▶ **Cuplikan Teks**:
_ _ _ _ _

DPR: Pemerintah Wajib Melindungi Penyandang Disabilitas

Sabtu, 29 Agustus 2020 – 02:55 WIB
Anggota Komisi X DPR Ledia Hanifa. Foto: tangkapan layar/Mesya

jpnn.com, JAKARTA - Dalam rapat pembahasan RUU Cipta Kerja yang memasuki soal perizinan bangunan gedung berbagai ketentuan dari Undang-Undang Nomor 28 Tahun 2002 Tentang Bangunan Gedung dihapus. Termasuk menghapus pasal 27 dan pasal 31 UU No 28 Tahun 2002 yang secara khusus memberikan kewajiban aksesibilitas bagi penyandang disabilitas dan lansia.

Anggota Baleg Ledia Hanifa Amaliah segera mengingatkan komitmen perlindungan Pemerintah kepada para Penyandang Disabilitas.

BACA JUGA: Komisi IV DPR RI Perkuat Pengawasan Implementasi Pupuk Bersubsidi

“Dalam Undang-Undang Nomor 8 Tahun 2016 Tentang Penyandang Disabilitas, pemerintah wajib menyediakan aksesibilitas bagi para penyandang disabilitas di antaranya dengan menyediakan sarana prasarana termasuk bangunan gedung yang ramah disabilitas. Ketika amanah dalam undang-undang ini mewajibkan aksesibilitas tetapi dalam omnibus law hal ini malah dihapuskan kami sangat khawatir hal ini bisa menghambat upaya perwujudan kesetaraan hak bagi para penyandang disabilitas,” kata mantan ketua Panja RUU Disabilitas tahun 2014 ini.

_ _ _ _ _

▶ **Data yang Diambil**:
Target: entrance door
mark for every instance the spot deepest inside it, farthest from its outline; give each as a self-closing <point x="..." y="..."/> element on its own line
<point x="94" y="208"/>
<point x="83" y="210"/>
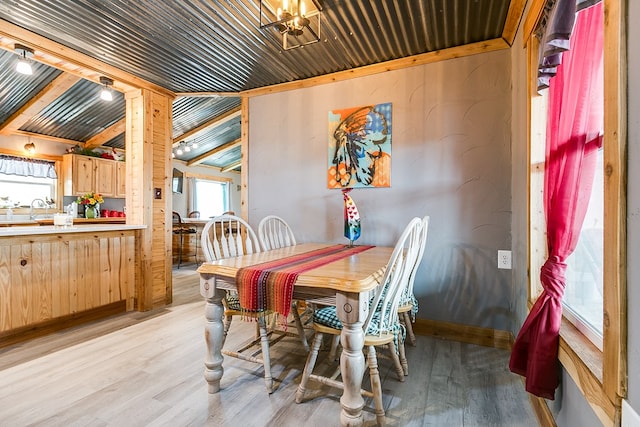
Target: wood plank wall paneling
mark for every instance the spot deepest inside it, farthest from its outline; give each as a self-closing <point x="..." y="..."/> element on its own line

_ _ _ _ _

▶ **Soal yang Diberikan**: Lanjutkan berita tentang penghapusan kewajiban aksesibilitas bagi penyandang disabilitas dalam RUU Cipta Kerja, mulai setelah kalimat terakhirnya.

▶ **Hasil**:
Pasal 25 dalam RUU Omnibus Law Cipta Kerja memang mengubah beberapa ketentuan terkait prasyarat mendapat izin dan sertifikat laik fungsi sebelum mendirikan bangunan dan gedung, termasuk. Di antaranya menghapus pasal 27 dan pasal 31 UU No 28 Tahun 2002 yang secara khusus memberikan kewajiban aksesibilitas bagi penyandang disabilitas dan lansia.

BACA JUGA: Gus Jazil: Maksimalkan Potensi Maritim Indonesia Demi Kesejahteraan Rakyat

Semua ketentuan berupa Norma, Standar, Prosedur dan Kriteria (NSPK) ini kemudian dijanjikan akan dimuat di dalam Peraturan Pemerintah. Bahkan berbagai proses ini akan dipercepat pula lewat jalan kemudahan pengurusan secara online.

Menanggapi hal tersebut, Sekretaris Fraksi PKS ini kembali mengingatkan. “Dengan adanya ketentuan definitif dalam undang-undang saja kita masih sering menemukan kelolosan banyak bangunan yang tidak sesuai prasyarat UU No 28 Tahun 2002. Apalagi kalau tidak tertera di dalam undang-undang, tentu semakin tidak ada rasa keharusan memenuhi ketentuan sebelum mengajukan permohonan perizinan dan sertifikat laik fungsi ini.”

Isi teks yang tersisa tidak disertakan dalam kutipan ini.